_Objective A_
In the post on the 1715 Jacobite Rebellion, name each kingdom whose throne the Rebellion tried to restore to the Stuart line.
_Objective B_
Pick up the post on Charles Leslie's Jacobite propaganda after its last sentence and carry it on.

-- BEGIN Supplied passage --

This post has been written for us by Ralph Stevens, Jacobite Studies Trust Postdoctoral Fellow at the IHR, @HistoryRalph, ralph.stevens@ucd.ie
This coming September will mark the three-hundredth anniversary of the outbreak of the 1715 Jacobite Rebellion, the unsuccessful attempt to restore to the thrones of England, Scotland, and Ireland the male, Catholic, ‘Jacobite’ line of the Stuart dynasty, deposed in the ‘Glorious Revolution’ of 1688-9. Though the imminent anniversary will no doubt prompt scholarly interest in the Rebellion, as a Jacobite Studies Trust Fellow at the IHR I have looked not at the military aspect of Jacobitism, but rather at a cultural – and more specifically literary – facet of the movement. My focus has been on the life and works of the Irish Protestant clergyman and ardent Jacobite Charles Leslie (1650-1722) and my aim is to use Leslie’s Jacobite propaganda as a lens through which to explore the relationships in this period between political, religious, and national identities.

-- END Supplied passage --
-- BEGIN Items --

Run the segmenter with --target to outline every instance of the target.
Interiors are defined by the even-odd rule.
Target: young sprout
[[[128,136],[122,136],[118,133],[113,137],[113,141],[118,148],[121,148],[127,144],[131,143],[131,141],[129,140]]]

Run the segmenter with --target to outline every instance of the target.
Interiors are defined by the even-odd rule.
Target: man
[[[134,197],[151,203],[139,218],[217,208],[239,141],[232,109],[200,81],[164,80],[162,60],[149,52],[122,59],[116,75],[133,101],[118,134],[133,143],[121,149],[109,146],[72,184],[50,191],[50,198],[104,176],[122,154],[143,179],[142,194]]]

-- END Items --
-- BEGIN Items --

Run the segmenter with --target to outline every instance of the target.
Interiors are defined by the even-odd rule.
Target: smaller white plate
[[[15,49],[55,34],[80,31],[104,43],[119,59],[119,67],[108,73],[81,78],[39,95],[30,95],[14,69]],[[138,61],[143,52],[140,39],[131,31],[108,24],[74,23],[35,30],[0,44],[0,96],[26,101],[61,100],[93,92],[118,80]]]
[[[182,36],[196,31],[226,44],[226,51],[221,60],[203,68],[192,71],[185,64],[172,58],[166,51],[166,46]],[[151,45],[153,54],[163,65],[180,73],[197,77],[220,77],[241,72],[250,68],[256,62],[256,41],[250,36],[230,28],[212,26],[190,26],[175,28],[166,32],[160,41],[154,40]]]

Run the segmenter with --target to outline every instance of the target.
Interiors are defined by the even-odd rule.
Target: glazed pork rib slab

-- END Items --

_Right answer A_
England, Scotland, Ireland

_Right answer B_
Leslie’s prolific literary output – 81 publications from 1691 onwards, not counting 397 issues of his periodical The Rehearsal (1704-9) – represented one of the most significant ideological challenges to the establishment in the decades after 1688. Not for nothing would he be characterised by Bishop Gilbert Burnet of Salisbury as the ‘violentest Jacobite in the nation’. One of the very few Irish Protestants and fewer Church of Ireland clergy unwilling to at least acquiesce to regime change in 1688-91, Leslie forfeited his Irish offices – Chancellor of Connor Cathedral and Justice of the Peace for Co. Monaghan – for his refusal to swear allegiance to William and Mary or their successors. He settled in London and emerged during the 1690s as a leading Jacobite polemicist, evading arrest for his clandestine interventions in what many historians regard as an emerging ‘public sphere’, a conceptual space in which authors and actors appealed to the increasingly influential force of public opinion.
In Queen Anne’s reign Leslie’s at first weekly and later biweekly periodical The Rehearsal (1704-9) presented Tory ideology with a Jacobite edge, pricking the consciences of conservative gentry and clergy by reminding them of political and religious certainties bent or broken in the Revolution of 1688-9. Week by week Leslie engaged in polemical back-and-forth with Daniel Defoe’s Review and John Tutchin’s Observator, periodicals orientated towards the Whig party, written by Presbyterians, and presenting interpretations of the constitution in Church and State which radically differed from Leslie’s. The Rehearsal was, however, suppressed by the then Whig-dominated government in March 1708. Facing prosecution for his subversive journalism, Leslie fled in 1711 to the Jacobite court in exile at Paris. He would accompany the ‘Pretender’ James Francis Edward Stuart across Europe to Lorraine, Avignon, and Rome, but, aware of his declining health, in 1721 he obtained permission from George I’s government to return to Ireland, where he died the following year.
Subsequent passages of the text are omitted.